_How to complete this task_: Can you reproduce, word for word, the text below about updating the ZnVer1 register file for partially written registers?

_Text shown_:
===============

[NFC][MCA] ZnVer1: Update RegisterFile to identify false dependencies on partially written registers.

Summary:
Pretty mechanical follow-up for D49196.

As microarchitecture.pdf notes, "20 AMD Ryzen pipeline",
"20.8 Register renaming and out-of-order schedulers":
  The integer register file has 168 physical registers of 64 bits each.
  The floating point register file has 160 registers of 128 bits each.
"20.14 Partial register access":
  The processor always keeps the different parts of an integer register together.
  ...
  An instruction that writes to part of a register will therefore have a false dependence
  on any previous write to the same register or any part of it.

===============

_Entries provided_:

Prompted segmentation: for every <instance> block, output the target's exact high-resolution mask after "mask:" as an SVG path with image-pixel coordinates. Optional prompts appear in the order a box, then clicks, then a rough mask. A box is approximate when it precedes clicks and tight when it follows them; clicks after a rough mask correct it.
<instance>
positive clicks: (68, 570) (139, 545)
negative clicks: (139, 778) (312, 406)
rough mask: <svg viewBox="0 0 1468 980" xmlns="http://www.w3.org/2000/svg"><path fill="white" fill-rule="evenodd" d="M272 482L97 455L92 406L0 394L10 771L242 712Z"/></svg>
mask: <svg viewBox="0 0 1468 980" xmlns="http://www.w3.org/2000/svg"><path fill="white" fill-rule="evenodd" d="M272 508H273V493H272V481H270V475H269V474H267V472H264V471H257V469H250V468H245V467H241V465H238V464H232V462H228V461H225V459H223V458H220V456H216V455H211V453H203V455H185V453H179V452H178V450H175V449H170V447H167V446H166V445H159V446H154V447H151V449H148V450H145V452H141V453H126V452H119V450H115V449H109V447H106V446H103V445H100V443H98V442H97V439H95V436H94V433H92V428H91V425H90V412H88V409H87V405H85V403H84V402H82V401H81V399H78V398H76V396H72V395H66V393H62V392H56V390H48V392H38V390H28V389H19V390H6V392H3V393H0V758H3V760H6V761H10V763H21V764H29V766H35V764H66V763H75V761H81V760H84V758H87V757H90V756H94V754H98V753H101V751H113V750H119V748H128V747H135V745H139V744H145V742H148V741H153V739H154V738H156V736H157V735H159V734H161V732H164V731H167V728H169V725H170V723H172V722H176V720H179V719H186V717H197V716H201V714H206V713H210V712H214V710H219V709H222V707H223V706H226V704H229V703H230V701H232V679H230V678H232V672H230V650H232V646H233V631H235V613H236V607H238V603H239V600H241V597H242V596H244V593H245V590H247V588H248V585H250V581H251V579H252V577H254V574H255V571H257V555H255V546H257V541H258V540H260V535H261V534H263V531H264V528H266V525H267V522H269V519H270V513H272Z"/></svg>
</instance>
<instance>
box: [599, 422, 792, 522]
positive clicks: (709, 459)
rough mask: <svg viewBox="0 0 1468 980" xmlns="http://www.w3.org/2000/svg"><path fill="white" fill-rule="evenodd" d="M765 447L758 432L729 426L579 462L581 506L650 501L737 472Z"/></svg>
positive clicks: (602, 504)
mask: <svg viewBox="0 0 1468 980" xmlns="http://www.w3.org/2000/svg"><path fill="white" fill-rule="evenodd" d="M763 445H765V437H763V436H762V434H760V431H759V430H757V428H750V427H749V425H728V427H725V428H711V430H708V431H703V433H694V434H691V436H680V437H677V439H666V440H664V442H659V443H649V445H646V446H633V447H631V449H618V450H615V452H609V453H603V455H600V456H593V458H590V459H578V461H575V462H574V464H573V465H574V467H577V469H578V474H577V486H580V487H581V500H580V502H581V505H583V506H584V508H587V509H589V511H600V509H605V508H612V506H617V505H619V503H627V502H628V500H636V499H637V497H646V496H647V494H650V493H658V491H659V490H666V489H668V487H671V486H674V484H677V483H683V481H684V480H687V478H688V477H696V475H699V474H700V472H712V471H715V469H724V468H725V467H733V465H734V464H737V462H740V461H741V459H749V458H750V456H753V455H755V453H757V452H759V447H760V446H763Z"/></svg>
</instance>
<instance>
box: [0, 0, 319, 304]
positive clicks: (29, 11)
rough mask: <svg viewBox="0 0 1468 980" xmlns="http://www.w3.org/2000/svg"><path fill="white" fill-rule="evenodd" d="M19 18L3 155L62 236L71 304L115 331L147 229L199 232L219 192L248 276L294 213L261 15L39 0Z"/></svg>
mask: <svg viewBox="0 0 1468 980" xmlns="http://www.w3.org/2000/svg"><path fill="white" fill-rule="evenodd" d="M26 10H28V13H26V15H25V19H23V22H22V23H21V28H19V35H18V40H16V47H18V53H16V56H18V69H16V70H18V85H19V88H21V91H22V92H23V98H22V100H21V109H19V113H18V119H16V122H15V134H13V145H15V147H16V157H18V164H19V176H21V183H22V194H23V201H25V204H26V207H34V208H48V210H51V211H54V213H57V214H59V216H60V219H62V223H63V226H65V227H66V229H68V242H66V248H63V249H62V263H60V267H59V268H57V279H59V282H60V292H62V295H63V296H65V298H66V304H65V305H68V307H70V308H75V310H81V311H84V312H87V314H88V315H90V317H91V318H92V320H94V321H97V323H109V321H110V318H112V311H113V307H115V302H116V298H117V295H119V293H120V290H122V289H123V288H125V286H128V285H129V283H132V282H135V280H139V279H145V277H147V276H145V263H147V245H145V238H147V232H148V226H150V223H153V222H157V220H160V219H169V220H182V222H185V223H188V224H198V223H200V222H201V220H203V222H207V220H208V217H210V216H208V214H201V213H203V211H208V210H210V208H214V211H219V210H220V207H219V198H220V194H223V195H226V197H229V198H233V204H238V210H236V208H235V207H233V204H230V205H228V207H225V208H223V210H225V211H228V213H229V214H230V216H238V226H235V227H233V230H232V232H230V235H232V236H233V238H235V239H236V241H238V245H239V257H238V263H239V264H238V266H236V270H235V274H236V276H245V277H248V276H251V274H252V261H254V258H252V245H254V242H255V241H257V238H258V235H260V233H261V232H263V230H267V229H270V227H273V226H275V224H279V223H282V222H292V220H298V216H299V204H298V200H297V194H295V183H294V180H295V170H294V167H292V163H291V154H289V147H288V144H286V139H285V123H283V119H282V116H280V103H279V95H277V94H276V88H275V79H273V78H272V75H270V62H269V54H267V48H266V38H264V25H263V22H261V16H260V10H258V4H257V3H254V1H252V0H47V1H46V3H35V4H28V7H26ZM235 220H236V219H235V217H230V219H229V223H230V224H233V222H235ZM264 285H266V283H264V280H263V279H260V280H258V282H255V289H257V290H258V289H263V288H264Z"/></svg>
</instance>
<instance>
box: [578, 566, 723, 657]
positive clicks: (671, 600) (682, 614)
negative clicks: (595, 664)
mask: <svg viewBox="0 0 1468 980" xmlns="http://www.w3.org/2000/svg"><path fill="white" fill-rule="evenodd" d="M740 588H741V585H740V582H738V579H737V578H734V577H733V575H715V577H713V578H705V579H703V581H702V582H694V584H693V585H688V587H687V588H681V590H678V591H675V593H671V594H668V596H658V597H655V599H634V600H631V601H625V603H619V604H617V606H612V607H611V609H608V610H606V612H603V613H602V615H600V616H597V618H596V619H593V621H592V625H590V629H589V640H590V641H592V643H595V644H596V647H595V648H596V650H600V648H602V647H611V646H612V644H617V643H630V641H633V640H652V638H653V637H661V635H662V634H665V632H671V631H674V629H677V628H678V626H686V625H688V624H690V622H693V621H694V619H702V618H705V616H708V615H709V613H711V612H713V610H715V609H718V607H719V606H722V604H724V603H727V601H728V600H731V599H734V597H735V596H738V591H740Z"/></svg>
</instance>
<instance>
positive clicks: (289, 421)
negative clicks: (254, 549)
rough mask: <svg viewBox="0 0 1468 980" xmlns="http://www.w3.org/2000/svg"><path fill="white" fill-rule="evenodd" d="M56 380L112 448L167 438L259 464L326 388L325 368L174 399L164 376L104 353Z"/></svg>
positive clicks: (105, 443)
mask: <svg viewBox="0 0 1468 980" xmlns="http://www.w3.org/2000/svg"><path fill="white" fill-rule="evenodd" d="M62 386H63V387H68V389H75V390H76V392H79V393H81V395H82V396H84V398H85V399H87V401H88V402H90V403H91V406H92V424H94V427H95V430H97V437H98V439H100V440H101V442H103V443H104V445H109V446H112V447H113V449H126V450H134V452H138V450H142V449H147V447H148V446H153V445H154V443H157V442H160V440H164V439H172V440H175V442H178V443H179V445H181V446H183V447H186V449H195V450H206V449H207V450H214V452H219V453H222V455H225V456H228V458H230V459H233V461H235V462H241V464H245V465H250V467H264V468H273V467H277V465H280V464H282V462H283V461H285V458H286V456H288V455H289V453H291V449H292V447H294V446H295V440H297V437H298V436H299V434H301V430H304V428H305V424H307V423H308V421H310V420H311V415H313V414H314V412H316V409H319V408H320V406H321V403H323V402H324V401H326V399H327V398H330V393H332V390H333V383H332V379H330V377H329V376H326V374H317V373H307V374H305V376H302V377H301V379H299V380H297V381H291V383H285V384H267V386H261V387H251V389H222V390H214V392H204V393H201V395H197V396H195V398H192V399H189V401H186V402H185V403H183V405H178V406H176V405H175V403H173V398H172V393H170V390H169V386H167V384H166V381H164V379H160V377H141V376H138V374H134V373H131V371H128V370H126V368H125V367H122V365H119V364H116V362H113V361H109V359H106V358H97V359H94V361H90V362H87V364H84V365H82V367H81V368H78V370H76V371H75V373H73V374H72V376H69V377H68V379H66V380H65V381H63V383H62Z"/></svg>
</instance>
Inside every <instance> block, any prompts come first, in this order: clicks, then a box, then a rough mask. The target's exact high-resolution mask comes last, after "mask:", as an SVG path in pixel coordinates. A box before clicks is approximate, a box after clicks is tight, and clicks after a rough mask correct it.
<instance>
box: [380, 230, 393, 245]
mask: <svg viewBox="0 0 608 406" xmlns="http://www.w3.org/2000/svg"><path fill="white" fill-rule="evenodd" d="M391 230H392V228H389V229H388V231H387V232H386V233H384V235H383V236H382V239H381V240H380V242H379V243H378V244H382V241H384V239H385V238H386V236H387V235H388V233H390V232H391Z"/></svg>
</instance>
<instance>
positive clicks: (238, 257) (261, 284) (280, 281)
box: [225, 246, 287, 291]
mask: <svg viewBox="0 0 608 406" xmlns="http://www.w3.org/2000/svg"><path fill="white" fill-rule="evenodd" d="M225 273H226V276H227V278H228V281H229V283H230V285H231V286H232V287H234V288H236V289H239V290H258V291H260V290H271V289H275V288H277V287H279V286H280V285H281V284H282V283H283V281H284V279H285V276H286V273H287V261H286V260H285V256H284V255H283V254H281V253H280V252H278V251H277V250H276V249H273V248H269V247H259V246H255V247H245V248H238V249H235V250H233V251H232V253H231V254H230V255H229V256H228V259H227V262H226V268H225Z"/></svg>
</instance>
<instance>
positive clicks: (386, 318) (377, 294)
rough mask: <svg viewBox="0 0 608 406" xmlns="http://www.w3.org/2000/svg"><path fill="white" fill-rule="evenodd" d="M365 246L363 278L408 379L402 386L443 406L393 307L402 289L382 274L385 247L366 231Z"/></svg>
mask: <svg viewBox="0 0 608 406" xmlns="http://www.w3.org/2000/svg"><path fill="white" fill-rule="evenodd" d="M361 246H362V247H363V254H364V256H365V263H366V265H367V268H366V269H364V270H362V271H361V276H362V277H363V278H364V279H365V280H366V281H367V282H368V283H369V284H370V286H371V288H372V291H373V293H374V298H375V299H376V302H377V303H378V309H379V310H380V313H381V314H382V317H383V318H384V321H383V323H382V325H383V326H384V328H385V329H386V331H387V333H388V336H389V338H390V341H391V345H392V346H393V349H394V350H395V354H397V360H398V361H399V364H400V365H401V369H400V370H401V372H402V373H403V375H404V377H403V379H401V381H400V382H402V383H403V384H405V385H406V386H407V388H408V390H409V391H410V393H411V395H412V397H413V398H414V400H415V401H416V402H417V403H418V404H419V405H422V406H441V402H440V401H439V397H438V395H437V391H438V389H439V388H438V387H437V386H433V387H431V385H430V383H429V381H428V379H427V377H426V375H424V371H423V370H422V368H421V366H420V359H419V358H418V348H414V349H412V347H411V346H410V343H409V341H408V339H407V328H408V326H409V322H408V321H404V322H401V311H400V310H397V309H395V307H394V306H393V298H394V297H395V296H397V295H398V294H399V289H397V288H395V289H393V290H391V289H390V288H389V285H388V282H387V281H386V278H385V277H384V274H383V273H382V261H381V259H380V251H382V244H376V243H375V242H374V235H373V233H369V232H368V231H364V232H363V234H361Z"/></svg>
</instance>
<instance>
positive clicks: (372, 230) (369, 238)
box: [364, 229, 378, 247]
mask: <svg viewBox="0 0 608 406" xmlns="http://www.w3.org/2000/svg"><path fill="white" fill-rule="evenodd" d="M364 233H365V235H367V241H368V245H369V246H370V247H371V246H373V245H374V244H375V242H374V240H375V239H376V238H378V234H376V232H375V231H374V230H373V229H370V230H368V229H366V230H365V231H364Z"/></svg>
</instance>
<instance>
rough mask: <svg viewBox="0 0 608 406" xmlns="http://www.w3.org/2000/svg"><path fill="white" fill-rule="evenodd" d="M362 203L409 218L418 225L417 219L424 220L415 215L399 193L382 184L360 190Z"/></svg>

===============

_Exercise output_:
[NFC][MCA] ZnVer1: Update RegisterFile to identify false dependencies on partially written registers.

Summary:
Pretty mechanical follow-up for D49196.

As microarchitecture.pdf notes, "20 AMD Ryzen pipeline",
"20.8 Register renaming and out-of-order schedulers":
  The integer register file has 168 physical registers of 64 bits each.
  The floating point register file has 160 registers of 128 bits each.
"20.14 Partial register access":
  The processor always keeps the different parts of an integer register together.
  ...
  An instruction that writes to part of a register will therefore have a false dependence
  on any previous write to the same register or any part of it.